Mission: Impossible Fallout is fun. That’s important, in the context of a review of the film. Also important is that Fallout is entertaining. It’s easy to forget that a lot of films with impressive budgets are neither fun nor entertaining; those two characteristics really ought to be a primary mandate. Easy to forget, that is, unless you’re a film critic and you see every depressingly lacklustre blockbuster that thuds into cinemas. I would say that I saw Justice League so that you didn’t have to, but it made nearly seven hundred million dollars at the box office. You saw it anyway.

Mission: Impossible Fallout is far from lacklustre. It makes mistakes that the franchise has been slipping up on since Brian De Palma’s original in 1996 (itself an adaptation of a television series that ran from 1966 – 1973) but it does things that the franchise has always gotten right arguably better than they have ever been done. If you know what I’m talking about then you already know whether you’re buying a ticket or not.

# [WORK ORDER]
Answer these questions about the film review above:
(a) Which film does the reviewer say made nearly seven hundred million dollars at the box office?
(b) In what year was Brian De Palma's original film released?
(c) During which years did the television series it adapted run?

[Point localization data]
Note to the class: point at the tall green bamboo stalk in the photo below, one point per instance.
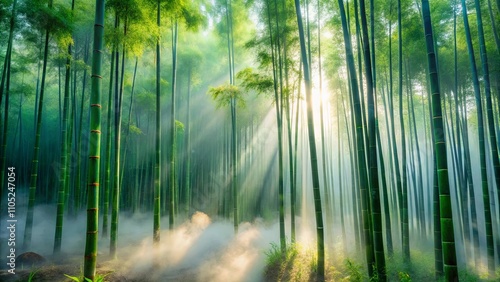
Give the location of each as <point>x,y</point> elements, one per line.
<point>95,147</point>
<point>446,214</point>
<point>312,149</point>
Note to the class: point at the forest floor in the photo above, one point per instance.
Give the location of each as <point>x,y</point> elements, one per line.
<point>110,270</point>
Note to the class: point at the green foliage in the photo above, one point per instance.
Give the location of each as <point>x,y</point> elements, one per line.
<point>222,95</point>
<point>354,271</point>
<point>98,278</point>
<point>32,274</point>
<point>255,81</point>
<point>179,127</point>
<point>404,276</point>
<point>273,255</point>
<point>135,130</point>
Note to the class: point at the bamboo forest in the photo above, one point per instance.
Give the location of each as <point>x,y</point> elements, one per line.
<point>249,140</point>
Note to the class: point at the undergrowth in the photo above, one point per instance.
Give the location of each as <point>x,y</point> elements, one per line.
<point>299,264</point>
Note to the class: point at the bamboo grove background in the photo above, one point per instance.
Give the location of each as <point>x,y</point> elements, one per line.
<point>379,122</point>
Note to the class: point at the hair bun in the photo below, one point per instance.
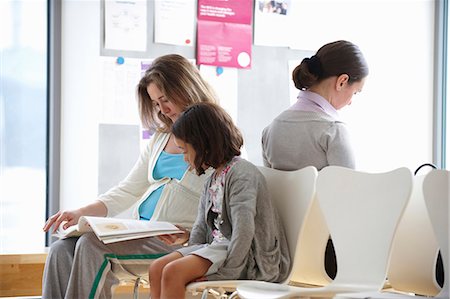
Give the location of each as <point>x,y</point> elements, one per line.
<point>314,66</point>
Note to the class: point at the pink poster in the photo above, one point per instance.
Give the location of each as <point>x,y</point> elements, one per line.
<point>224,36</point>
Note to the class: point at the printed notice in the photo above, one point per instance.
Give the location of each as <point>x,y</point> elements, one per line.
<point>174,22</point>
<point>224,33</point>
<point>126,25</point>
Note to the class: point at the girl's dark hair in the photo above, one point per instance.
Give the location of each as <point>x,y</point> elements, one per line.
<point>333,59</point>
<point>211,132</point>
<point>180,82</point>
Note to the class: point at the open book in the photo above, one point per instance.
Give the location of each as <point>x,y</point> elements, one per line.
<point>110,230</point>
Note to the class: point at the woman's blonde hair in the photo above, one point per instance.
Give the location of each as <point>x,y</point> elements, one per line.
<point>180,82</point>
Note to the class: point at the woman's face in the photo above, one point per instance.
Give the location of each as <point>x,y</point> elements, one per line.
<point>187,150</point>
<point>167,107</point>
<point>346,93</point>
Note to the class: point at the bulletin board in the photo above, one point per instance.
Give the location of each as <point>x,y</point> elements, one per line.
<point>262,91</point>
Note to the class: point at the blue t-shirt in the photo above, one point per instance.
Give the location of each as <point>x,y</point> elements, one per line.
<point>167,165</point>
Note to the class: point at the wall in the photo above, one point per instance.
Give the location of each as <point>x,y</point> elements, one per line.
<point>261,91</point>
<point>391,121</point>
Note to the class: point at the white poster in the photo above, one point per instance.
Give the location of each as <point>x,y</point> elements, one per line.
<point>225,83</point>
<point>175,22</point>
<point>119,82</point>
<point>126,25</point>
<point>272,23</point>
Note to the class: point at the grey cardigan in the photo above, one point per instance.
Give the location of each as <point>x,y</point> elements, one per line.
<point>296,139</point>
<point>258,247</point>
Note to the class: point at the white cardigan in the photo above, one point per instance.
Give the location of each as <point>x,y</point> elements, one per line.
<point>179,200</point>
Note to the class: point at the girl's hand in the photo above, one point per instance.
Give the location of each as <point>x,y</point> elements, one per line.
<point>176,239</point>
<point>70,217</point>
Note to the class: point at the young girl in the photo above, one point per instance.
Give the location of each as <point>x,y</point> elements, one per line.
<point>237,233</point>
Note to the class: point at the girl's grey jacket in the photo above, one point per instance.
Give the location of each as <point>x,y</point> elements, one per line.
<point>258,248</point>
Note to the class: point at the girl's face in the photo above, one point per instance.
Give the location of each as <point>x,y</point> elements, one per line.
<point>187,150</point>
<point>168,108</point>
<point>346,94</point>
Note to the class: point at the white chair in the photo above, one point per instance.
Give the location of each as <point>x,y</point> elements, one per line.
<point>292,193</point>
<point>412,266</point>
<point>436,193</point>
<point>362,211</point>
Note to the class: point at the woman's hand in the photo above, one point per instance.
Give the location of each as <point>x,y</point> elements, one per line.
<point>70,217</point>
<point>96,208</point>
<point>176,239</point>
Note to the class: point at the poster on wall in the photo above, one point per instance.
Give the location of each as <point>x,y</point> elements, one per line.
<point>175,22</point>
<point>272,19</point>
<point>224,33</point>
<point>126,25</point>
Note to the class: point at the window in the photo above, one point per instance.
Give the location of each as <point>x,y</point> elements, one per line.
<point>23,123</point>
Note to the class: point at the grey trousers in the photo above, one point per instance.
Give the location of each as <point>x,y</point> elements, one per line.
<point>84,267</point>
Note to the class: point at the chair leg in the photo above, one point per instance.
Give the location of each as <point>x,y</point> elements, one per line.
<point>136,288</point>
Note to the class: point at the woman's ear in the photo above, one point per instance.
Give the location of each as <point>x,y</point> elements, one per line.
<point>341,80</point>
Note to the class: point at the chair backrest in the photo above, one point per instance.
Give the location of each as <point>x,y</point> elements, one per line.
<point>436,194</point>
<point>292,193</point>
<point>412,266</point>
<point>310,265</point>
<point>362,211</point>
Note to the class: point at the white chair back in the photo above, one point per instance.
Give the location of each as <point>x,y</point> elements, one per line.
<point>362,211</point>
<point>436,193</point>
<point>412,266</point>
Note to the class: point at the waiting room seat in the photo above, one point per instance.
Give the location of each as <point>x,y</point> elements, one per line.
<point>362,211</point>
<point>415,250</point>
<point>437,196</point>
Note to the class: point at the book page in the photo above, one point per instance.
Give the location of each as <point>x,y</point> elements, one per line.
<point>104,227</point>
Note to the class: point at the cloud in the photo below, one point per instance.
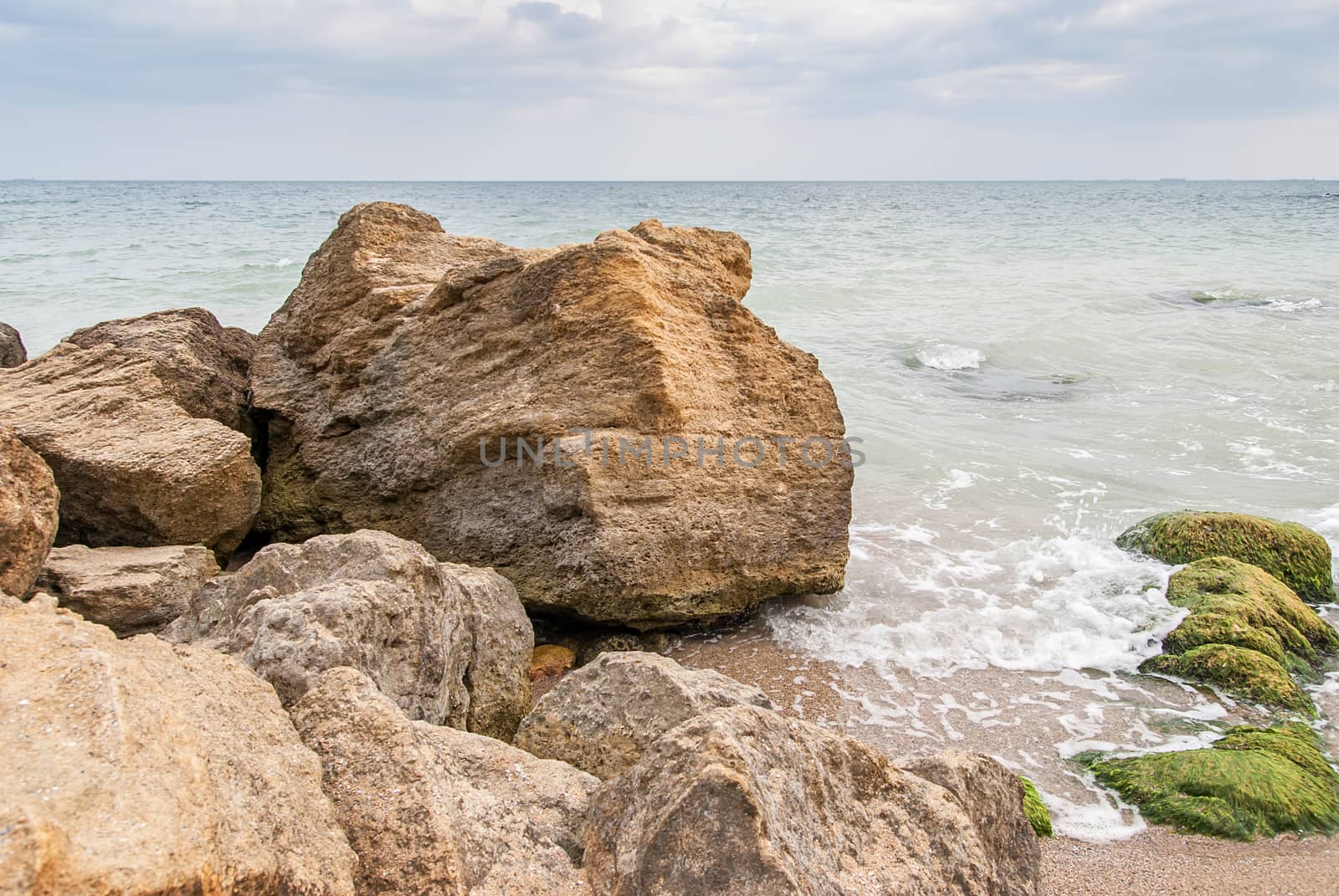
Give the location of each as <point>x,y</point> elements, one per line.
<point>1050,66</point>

# [WRITTEN SOLUTION]
(a) Justice League
(b) 1996
(c) 1966 to 1973